* Goal *
Output each entry below as it stands, leaving out every picture.

* Entries provided *
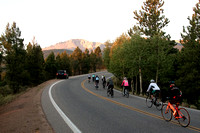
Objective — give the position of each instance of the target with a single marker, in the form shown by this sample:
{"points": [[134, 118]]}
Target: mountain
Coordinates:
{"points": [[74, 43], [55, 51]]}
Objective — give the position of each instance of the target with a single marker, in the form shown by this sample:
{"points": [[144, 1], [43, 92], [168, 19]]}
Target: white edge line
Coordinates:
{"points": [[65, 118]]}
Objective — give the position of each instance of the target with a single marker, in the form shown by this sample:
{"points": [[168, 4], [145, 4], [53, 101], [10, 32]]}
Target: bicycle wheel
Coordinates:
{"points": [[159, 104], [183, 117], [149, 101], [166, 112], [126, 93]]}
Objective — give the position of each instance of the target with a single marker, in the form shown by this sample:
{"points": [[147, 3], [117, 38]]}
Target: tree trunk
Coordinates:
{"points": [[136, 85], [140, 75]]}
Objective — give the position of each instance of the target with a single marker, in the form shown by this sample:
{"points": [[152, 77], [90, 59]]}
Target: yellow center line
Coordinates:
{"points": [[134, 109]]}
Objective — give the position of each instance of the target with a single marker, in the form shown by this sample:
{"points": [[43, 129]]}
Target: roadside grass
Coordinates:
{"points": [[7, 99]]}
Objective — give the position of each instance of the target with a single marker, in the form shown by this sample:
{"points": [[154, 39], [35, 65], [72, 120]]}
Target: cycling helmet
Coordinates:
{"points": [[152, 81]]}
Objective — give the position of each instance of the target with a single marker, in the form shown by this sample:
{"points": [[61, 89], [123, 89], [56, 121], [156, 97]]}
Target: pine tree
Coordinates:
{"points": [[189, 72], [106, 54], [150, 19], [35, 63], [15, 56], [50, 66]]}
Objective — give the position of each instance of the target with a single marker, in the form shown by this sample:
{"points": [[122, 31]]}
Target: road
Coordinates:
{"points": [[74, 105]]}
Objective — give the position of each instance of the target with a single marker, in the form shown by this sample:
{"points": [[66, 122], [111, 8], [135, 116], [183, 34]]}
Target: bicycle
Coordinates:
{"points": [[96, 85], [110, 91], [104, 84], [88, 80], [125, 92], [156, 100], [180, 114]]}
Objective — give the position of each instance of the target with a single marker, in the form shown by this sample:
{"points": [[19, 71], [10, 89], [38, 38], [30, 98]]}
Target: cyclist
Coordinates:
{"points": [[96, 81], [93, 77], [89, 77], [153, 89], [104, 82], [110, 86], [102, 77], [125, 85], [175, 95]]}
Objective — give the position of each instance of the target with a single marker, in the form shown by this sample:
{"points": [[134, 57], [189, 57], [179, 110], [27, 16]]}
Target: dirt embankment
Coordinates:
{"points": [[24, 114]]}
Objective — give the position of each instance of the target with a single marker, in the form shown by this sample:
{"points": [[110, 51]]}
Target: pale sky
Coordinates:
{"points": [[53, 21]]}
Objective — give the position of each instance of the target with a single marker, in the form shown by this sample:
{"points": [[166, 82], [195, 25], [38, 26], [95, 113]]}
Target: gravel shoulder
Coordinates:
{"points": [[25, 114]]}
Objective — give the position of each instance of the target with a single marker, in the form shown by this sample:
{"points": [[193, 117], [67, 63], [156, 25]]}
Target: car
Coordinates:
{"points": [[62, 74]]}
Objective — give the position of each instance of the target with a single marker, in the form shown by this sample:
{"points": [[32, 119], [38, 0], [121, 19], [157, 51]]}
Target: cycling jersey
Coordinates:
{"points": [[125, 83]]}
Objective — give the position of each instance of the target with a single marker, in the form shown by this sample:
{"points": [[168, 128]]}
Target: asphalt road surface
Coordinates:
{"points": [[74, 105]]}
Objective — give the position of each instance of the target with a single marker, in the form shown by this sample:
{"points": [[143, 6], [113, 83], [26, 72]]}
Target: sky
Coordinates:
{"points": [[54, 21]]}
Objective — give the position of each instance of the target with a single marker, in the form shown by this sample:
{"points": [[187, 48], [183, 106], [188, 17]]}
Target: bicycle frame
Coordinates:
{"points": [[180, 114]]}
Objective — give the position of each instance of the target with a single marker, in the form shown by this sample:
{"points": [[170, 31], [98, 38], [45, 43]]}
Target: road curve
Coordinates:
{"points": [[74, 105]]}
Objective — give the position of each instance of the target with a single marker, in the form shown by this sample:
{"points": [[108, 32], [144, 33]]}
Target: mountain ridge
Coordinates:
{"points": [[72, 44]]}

* Exercise response *
Objective — give the position of each instance of the target with a single marker, in the form shown by this sample:
{"points": [[134, 118]]}
Target: mountain
Coordinates:
{"points": [[74, 43], [55, 51]]}
Objective — give the position of each instance of the target with a single marker, in the form shown by this sample:
{"points": [[144, 1], [43, 92], [168, 19]]}
Target: white edge line
Coordinates:
{"points": [[65, 118]]}
Objective — give the position of each instance of the target with a single marker, in the form shown by this sample:
{"points": [[168, 4], [145, 4], [53, 101], [10, 32]]}
Target: bicycle wheel
Coordinates:
{"points": [[159, 104], [183, 117], [149, 101], [166, 112], [126, 93]]}
Objective — give the position of each instance of the target with a single marker, in the form shown by this sample:
{"points": [[147, 3], [117, 38]]}
Target: tree trunk
Coordinates:
{"points": [[136, 85], [140, 75]]}
Objective — give the position of each instance of the target with a single marker, in the form shown by this sample:
{"points": [[152, 77], [90, 59]]}
Target: yellow center line
Coordinates:
{"points": [[134, 109]]}
Objective — give the position of each instance of the target with a single marker, in the form shown by this sample:
{"points": [[43, 129]]}
Target: roadside grass
Coordinates:
{"points": [[7, 99]]}
Objective — give the position of each instance of the target with a single marker, in the form shown by this sample:
{"points": [[154, 39], [35, 65], [72, 120]]}
Target: cycling helmet
Coordinates:
{"points": [[152, 81]]}
Objective — give the position of each instance of the target with a single marker, in the form shown by this sample:
{"points": [[61, 89], [123, 89], [56, 121], [156, 97]]}
Target: pine tree
Coordinates:
{"points": [[189, 72], [106, 54], [150, 19], [35, 63], [15, 56], [50, 66]]}
Objective — give the position of each instance of the target with a single marker, in the form shown by this sample:
{"points": [[122, 31]]}
Target: road
Coordinates:
{"points": [[74, 105]]}
Objective — give the position of each instance of the target with a single marker, in the form shown by this sample:
{"points": [[66, 122], [111, 8], [135, 116], [183, 34]]}
Target: bicycle
Coordinates:
{"points": [[96, 85], [110, 91], [104, 84], [88, 80], [125, 92], [156, 100], [180, 114]]}
Objective — give the position of each instance of the target with a single marker, in the form shown by this sample:
{"points": [[19, 71], [10, 89], [38, 38], [30, 98]]}
Target: cyclist
Coordinates:
{"points": [[96, 81], [93, 77], [89, 77], [153, 89], [104, 82], [110, 86], [102, 77], [125, 85], [175, 95]]}
Objective — give the position of each instance of the target with a single marker, in the form shown by this sample:
{"points": [[134, 57], [189, 57], [179, 110], [27, 16]]}
Target: dirt embankment
Coordinates:
{"points": [[24, 114]]}
Objective — give the position of each instance of the target with a single marker, in the form shown by this sample:
{"points": [[110, 51]]}
Target: pale sky
Coordinates:
{"points": [[53, 21]]}
Objective — give the position of each instance of the target with a single marker, in the form shown by this sample:
{"points": [[166, 82], [195, 25], [38, 26], [95, 113]]}
Target: gravel shoulder
Coordinates:
{"points": [[25, 114]]}
Objective — give the position of each instance of the target with a single marker, in the form shown by this sample:
{"points": [[193, 117], [67, 63], [156, 25]]}
Target: car
Coordinates:
{"points": [[62, 74]]}
Objective — give the position of each instance of the target with a single marker, in the form shown by this sample:
{"points": [[32, 119], [38, 0], [121, 19], [157, 51]]}
Target: cycling jersey
Coordinates:
{"points": [[125, 83]]}
Objective — give the position of each instance of the target with a single marker, in the form shown by this sample:
{"points": [[168, 128]]}
Target: asphalt road surface
Coordinates:
{"points": [[74, 105]]}
Objective — give the position of each instance of the target with a single marker, in the form shown by this sample:
{"points": [[143, 6], [113, 83], [26, 72]]}
Target: sky
Coordinates:
{"points": [[54, 21]]}
Objective — give the position of each instance of the target with a single marker, in the form shown by this sample:
{"points": [[187, 48], [183, 106], [188, 17]]}
Target: bicycle frame
Coordinates:
{"points": [[180, 114]]}
Objective — give the position of each instance of the target with a single marker, in the form shown by this sample:
{"points": [[170, 31], [98, 38], [45, 43]]}
Target: road curve
Coordinates:
{"points": [[74, 105]]}
Objective — give the position of each instance of the target with a single marker, in the form shown by this sample:
{"points": [[108, 32], [144, 33]]}
Target: mountain ridge
Coordinates:
{"points": [[72, 44]]}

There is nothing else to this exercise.